Input:
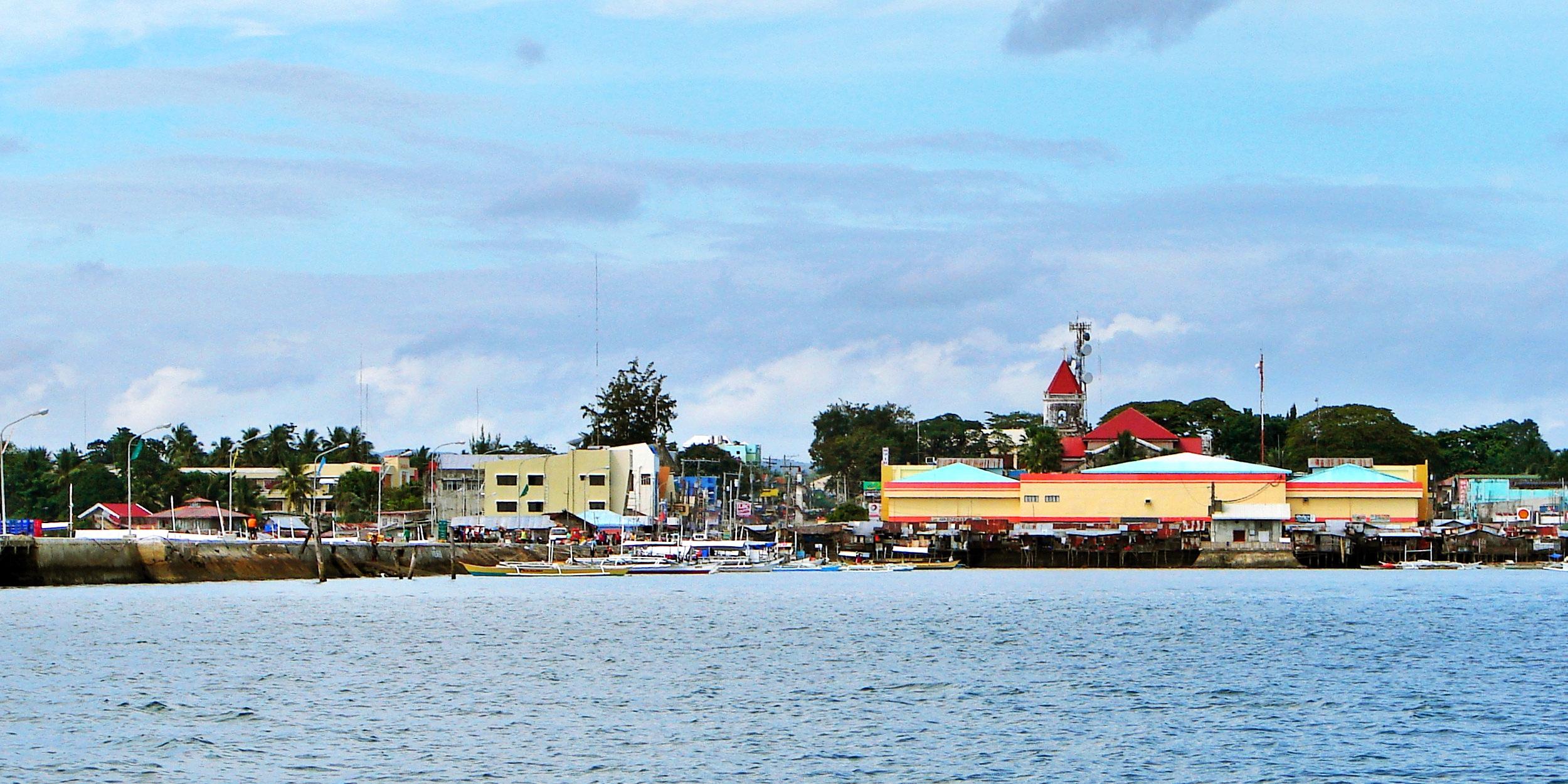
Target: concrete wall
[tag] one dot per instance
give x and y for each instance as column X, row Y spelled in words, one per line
column 92, row 562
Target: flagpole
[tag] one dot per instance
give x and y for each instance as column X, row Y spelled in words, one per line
column 1263, row 428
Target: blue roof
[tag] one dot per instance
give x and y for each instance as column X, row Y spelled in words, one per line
column 1349, row 472
column 958, row 472
column 1187, row 463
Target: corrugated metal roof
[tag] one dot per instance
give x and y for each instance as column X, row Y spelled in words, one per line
column 1187, row 463
column 958, row 472
column 1347, row 472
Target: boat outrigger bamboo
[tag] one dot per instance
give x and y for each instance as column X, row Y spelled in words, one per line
column 544, row 569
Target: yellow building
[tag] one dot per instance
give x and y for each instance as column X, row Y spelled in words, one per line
column 948, row 496
column 1359, row 494
column 1237, row 502
column 625, row 480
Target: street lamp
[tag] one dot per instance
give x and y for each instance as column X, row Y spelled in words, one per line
column 381, row 484
column 435, row 527
column 311, row 516
column 4, row 447
column 234, row 455
column 139, row 437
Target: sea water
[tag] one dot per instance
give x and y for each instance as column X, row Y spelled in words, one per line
column 1065, row 676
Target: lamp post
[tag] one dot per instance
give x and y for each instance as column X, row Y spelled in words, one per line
column 452, row 546
column 4, row 447
column 129, row 444
column 381, row 484
column 234, row 455
column 311, row 516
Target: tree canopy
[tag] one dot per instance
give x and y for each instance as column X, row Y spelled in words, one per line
column 632, row 408
column 849, row 438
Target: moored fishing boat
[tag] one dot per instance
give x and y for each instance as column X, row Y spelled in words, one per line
column 544, row 569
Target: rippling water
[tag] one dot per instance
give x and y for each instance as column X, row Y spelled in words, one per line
column 1068, row 676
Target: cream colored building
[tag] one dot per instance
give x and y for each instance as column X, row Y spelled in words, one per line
column 625, row 480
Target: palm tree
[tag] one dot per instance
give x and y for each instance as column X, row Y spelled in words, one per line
column 1042, row 449
column 278, row 446
column 309, row 443
column 297, row 484
column 184, row 447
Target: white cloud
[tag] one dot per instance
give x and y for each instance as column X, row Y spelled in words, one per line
column 1143, row 327
column 170, row 394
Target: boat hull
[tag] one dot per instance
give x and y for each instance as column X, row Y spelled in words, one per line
column 544, row 571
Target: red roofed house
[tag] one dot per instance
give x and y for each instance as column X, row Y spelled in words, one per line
column 1155, row 438
column 201, row 516
column 114, row 515
column 1065, row 402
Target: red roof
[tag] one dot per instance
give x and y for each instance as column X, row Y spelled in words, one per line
column 118, row 510
column 1131, row 421
column 1064, row 383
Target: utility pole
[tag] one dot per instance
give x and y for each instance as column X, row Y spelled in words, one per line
column 1263, row 422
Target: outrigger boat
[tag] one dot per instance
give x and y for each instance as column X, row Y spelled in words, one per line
column 544, row 569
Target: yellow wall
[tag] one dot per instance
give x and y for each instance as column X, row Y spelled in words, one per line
column 949, row 504
column 1114, row 499
column 1402, row 506
column 566, row 485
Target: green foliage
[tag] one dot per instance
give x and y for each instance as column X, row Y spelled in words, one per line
column 1012, row 419
column 355, row 496
column 850, row 437
column 632, row 408
column 1042, row 449
column 1355, row 432
column 849, row 513
column 1506, row 447
column 951, row 437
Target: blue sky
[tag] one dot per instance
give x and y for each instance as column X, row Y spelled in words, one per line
column 214, row 211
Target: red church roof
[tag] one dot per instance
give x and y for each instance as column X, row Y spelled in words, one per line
column 1064, row 383
column 1131, row 421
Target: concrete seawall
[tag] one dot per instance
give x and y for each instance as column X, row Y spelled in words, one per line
column 27, row 562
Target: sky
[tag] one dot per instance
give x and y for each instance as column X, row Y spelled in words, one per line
column 242, row 212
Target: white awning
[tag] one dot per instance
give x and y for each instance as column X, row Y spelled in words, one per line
column 1255, row 512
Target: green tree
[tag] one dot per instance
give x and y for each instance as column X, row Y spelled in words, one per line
column 850, row 437
column 1355, row 432
column 849, row 512
column 297, row 484
column 632, row 408
column 529, row 447
column 355, row 496
column 951, row 437
column 184, row 449
column 1506, row 447
column 1012, row 419
column 1042, row 449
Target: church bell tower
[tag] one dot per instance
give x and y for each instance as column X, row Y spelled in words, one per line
column 1067, row 396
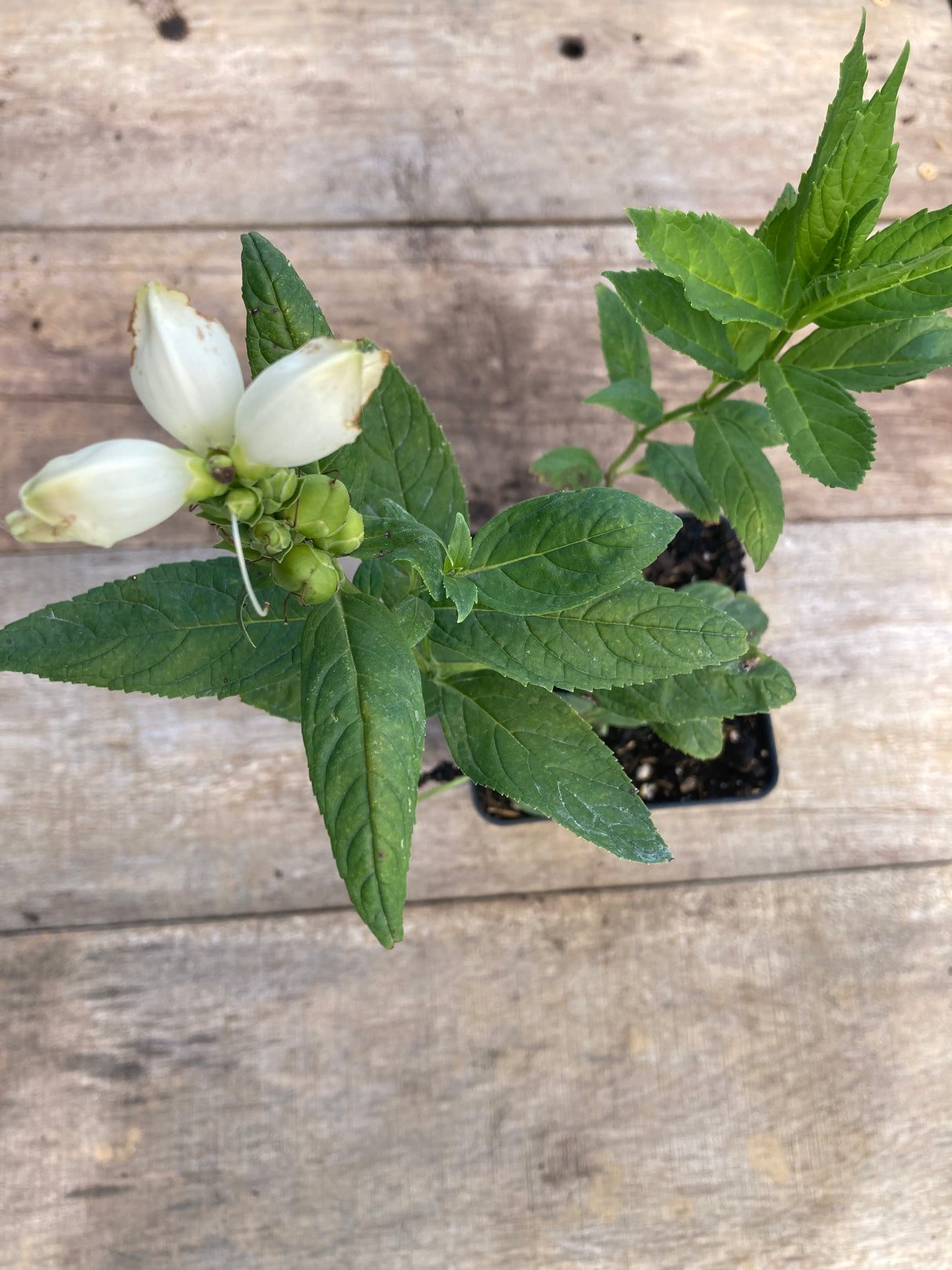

Problem to work on: The response is to contain exactly the lines from the beginning of the data through the line containing "Target: cream colored building", both ends included, and nothing else; omit the pictures.

Task result:
Target: concrete wall
[tag] one dot per instance
give x and y for each instance as column X, row Y spelled in words, one per line
column 92, row 562
Target: flagpole
[tag] one dot per instance
give x and y for each instance as column X, row Y spelled in words, one per line
column 1263, row 428
Target: blue roof
[tag] one dot per instance
give x and y for each instance as column X, row Y spelled in words, one per line
column 1349, row 472
column 958, row 472
column 1187, row 463
Target: corrugated metal roof
[tag] one dot per instance
give x and y for each instance as column X, row Y spelled in words, one per line
column 1187, row 463
column 958, row 472
column 1347, row 472
Target: boat outrigger bamboo
[tag] one dot per instance
give x and y for each instance as column X, row Y spelled in words, one per line
column 544, row 569
Target: yellow building
[tag] one dot per instance
give x and y for each instance as column X, row Y spelled in words, one per line
column 948, row 496
column 1359, row 494
column 1237, row 502
column 625, row 480
Target: street lamp
[tag] one dot per instance
give x and y for each instance as column X, row Y spelled in words, one per line
column 381, row 484
column 435, row 527
column 311, row 516
column 4, row 447
column 234, row 455
column 139, row 437
Target: sea water
[tag] one dot per instance
give x and y for each instance as column X, row Y spelled in words, one per line
column 1065, row 676
Target: lamp post
[tag] one dot per instance
give x and y for each instance as column X, row Y spelled in words, one per line
column 452, row 546
column 4, row 447
column 129, row 444
column 381, row 484
column 234, row 455
column 311, row 516
Target: tree canopy
[tag] one dot per instance
give x and y for each instance as column X, row Y spelled in words, one per line
column 632, row 408
column 849, row 438
Target: moored fishing boat
[tag] one dot per instance
give x and y for each instance as column X, row Y spelled in words, one per line
column 544, row 569
Target: rippling water
[tag] one dot per instance
give x and y for each instance as column X, row Y spelled in words, one per line
column 1068, row 676
Target: cream colored building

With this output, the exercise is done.